== GIVEN PASSAGE

Protocol with async function allows implementation without async?

nickasd · October 2, 2024, 2:01pm

I was pretty confused when I noticed that while I had added the async keyword to a custom protocol function, the compiler didn't complain about the existing implementations missing it.
This code unexpectedly compiles:

protocol P {
    func foo() async
}

class A: P {
    func foo() {}
}

A().foo()

Why is this allowed? After all, overriding a method in a class requires async if the superclass has it, so why not in a protocol? If I have a variable of type P, will calling foo() always behave asynchronously even if the implementation doesn't declare async?

vns · October 2, 2024, 2:33pm

This behaviour is defined by the original proposal: swift-evolution/proposals/0296-async-await.md at main · swiftlang/swift-evolution · GitHub

This behavior follows the subtyping/implicit conversion rule for asynchronous functions, as is precedented by the behavior of throws.

Why it shouldn't be? In the end, any what synchronous function can do, asynchronous can as well, this is the other way around that is a problem.

nickasd · October 2, 2024, 2:37pm

Because by looking at it, knowing that it's an implementation of a protocol, I get the idea that it's synchronous, when the protocol isn't, so I make wrong assumptions and start thinking about the code in the wrong way. If I'm allowed to override a throws method with one that doesn't throw, that also confuses me, because again by looking at the implementation I get the idea that the superclass doesn't throw either.

vns · October 2, 2024, 3:08pm

I'm not sure I follow you. If you know this is an implementation of a protocol, you more likely know how protocol is declared, right? Yet this IMO a one really specific way to consider if something should be or not allowed. Type that conforms to a protocol, can be used not only hidden away by the protocol, after all. And that can be a really handy conversion to not introduce unwanted asynchronous code.

====

(PROBLEM A) According to the forum thread, which proposal defines the behavior that lets a synchronous implementation satisfy an async protocol requirement?
(PROBLEM B) From the forum thread, extract the stretch from "This behaviour is" through "is a problem.".
(PROBLEM C) List the posting time of every post in the forum thread, in the order the posts appear.

== DATASET ROWS

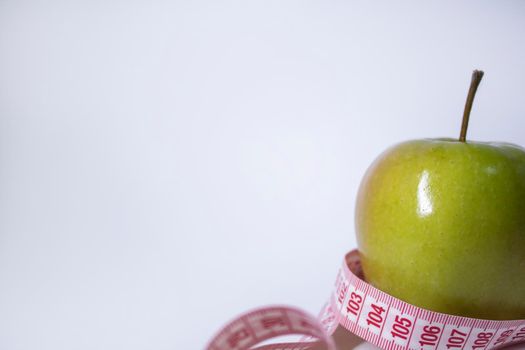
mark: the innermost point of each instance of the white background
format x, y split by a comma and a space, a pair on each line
167, 165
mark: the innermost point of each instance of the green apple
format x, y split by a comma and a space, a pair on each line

====

(REPLY A) The original async/await proposal, 0296-async-await.md in swift-evolution.

(REPLY B)
This behaviour is defined by the original proposal: swift-evolution/proposals/0296-async-await.md at main · swiftlang/swift-evolution · GitHub

This behavior follows the subtyping/implicit conversion rule for asynchronous functions, as is precedented by the behavior of throws.

Why it shouldn't be? In the end, any what synchronous function can do, asynchronous can as well, this is the other way around that is a problem.

(REPLY C)
October 2, 2024, 2:01pm
October 2, 2024, 2:33pm
October 2, 2024, 2:37pm
October 2, 2024, 3:08pm